Reproduce all of the following data verbatim, line for line. Omit the pictures from your output.

— START OF Data entries —

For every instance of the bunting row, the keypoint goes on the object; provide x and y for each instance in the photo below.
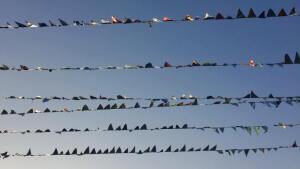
(152, 104)
(151, 149)
(188, 18)
(249, 96)
(252, 63)
(257, 129)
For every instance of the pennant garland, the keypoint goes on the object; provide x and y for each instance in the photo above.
(116, 21)
(253, 64)
(150, 149)
(249, 96)
(258, 129)
(152, 104)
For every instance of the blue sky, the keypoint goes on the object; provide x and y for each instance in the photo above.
(221, 41)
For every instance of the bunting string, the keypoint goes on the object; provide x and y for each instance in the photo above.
(152, 149)
(152, 104)
(187, 19)
(249, 96)
(257, 129)
(195, 64)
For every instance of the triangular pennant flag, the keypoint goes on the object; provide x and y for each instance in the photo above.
(262, 150)
(85, 108)
(295, 144)
(55, 152)
(257, 129)
(246, 151)
(240, 14)
(188, 18)
(110, 127)
(137, 105)
(100, 107)
(191, 149)
(112, 151)
(219, 16)
(249, 130)
(28, 153)
(297, 58)
(293, 12)
(271, 13)
(115, 20)
(144, 127)
(20, 25)
(153, 150)
(214, 148)
(287, 59)
(114, 106)
(253, 95)
(282, 13)
(252, 104)
(147, 150)
(74, 151)
(251, 13)
(87, 150)
(133, 150)
(265, 128)
(262, 14)
(93, 151)
(62, 22)
(167, 19)
(127, 20)
(207, 17)
(119, 150)
(206, 148)
(183, 149)
(169, 149)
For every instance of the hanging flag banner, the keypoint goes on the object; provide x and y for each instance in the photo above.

— END OF Data entries —

__Complete response__:
For every instance of the bunting row, the keypoint goes on the object; provide x and y for each instance in the photo below.
(152, 104)
(151, 149)
(188, 18)
(249, 96)
(252, 63)
(257, 129)
For every instance of the pennant garland, the keypoint goes on the object; provide x and y for each instance in the photo above.
(116, 21)
(253, 64)
(150, 149)
(249, 96)
(258, 129)
(152, 104)
For every instance of the blue sky, the keypoint goes on the object; provide x and y for each instance in the photo above.
(221, 41)
For every instance of the bunting string, the keypoint goes on the object; provide x and y for each instance in the photo above.
(152, 149)
(152, 104)
(187, 19)
(249, 96)
(257, 129)
(195, 64)
For every instance of the triangular pennant flag, the keypoint goes on the object; provide x and y for each instance in the photo above.
(262, 150)
(85, 108)
(295, 144)
(55, 152)
(257, 129)
(246, 151)
(240, 14)
(188, 18)
(110, 127)
(137, 105)
(100, 107)
(191, 149)
(112, 151)
(219, 16)
(249, 130)
(28, 153)
(297, 58)
(293, 12)
(271, 13)
(115, 20)
(144, 127)
(20, 25)
(153, 150)
(214, 148)
(287, 59)
(114, 106)
(253, 95)
(282, 13)
(252, 104)
(147, 150)
(74, 151)
(251, 13)
(87, 150)
(133, 150)
(265, 128)
(262, 14)
(93, 151)
(62, 22)
(167, 19)
(127, 20)
(207, 17)
(119, 150)
(206, 148)
(183, 149)
(169, 149)
For every instance of the hanging flag banner, the keypoint goes on the object; provide x and y for each instance in the photo above.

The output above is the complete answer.